--- Text shown ---
%%

When I look at the LLM market, I see a dominant player (OpenAI) keeping their cards close, and an arms race between the other players (Google, Meta, etc.) who share what they learn. OpenAI is widely regarded as having the best models at the moment, but it’s not clear they’ll maintain first place forever.
This dynamic seems fragile. Although OpenAI hasn’t released the architectural details of their flagship multimodal GPT-4 model, we probably understand most of the ideas behind it. Since similar models exist and work almost as well, it seems that the marketplace is not one genius and a few copycats, but rather someone with a head start amongst a group of peers.
In this kind of environment, we (the non-OpenAI plebeians) learn from those who share — and we learn a lot! I believe one of OpenAI’s big “secrets” at this point is how they’ve enabled GPT-4 to see (a feature which, as far as I know, exists but is still not publicly available). This is a big deal; the best LLMs act like brains in jars — no sensory input beyond the written word. Read on to learn how researchers are opening the eyes of LLMs for the first time.
— Tyler & Team
Paper: InstructBLIP: Towards General-Purpose Vision-Language Models with Instruction Tuning
Summary by Adrian Wilkins-Caruana
One of my favorite ChatGPT hacks that improves how well it can do something specific is to provide it with really detailed instructions. Even though ChatGPT probably won’t learn to solve your exact problem during training, the instructions can help it succeed. This is actually a behavior that’s specifically engineered into some language models. It’s called instruction fine-tuning: a way to turn a smart, well-spoken model into one that can also use what it knows and the instructions you give it to solve problems it hasn't seen before.

%%

--- Source material ---
%%

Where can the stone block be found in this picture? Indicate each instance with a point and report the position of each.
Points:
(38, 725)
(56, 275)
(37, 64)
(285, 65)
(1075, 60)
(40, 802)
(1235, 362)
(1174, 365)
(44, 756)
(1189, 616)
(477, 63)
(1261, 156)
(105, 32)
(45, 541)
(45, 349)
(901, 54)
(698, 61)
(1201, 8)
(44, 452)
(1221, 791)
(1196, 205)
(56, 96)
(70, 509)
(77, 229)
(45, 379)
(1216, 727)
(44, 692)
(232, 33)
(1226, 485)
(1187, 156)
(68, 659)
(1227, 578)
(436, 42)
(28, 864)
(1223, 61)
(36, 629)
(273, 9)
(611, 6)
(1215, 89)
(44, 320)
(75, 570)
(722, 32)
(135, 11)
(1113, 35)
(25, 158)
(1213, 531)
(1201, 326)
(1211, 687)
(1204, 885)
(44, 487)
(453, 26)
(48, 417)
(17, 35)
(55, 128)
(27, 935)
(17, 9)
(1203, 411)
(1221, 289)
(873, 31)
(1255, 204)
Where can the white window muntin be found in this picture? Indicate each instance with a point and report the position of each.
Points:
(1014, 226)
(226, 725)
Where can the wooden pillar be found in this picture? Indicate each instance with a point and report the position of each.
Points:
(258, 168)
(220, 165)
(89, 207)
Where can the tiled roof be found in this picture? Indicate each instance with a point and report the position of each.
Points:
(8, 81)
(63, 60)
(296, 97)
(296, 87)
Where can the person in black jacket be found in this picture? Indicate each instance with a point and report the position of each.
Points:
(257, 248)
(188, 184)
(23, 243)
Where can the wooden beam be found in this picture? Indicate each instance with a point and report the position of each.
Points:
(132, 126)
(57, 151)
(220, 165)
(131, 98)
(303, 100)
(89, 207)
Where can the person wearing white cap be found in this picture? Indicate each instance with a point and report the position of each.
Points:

%%

--- Tasks to perform ---
A: Reproduce the text about the LLM market word for word from "This dynamic seems" to "the first time.".
B: Answer these questions from the text about the LLM market:
(i) Which company does it name as the dominant player?
(ii) What is the title of the paper it summarizes?
(iii) What name does it give to the behavior specifically engineered into some language models?
Answer using only the text about the LLM market, not the entries.

--- Results for the exercise ---
A:
This dynamic seems fragile. Although OpenAI hasn’t released the architectural details of their flagship multimodal GPT-4 model, we probably understand most of the ideas behind it. Since similar models exist and work almost as well, it seems that the marketplace is not one genius and a few copycats, but rather someone with a head start amongst a group of peers.
In this kind of environment, we (the non-OpenAI plebeians) learn from those who share — and we learn a lot! I believe one of OpenAI’s big “secrets” at this point is how they’ve enabled GPT-4 to see (a feature which, as far as I know, exists but is still not publicly available). This is a big deal; the best LLMs act like brains in jars — no sensory input beyond the written word. Read on to learn how researchers are opening the eyes of LLMs for the first time.

B:
(i) OpenAI
(ii) InstructBLIP: Towards General-Purpose Vision-Language Models with Instruction Tuning
(iii) Instruction fine-tuning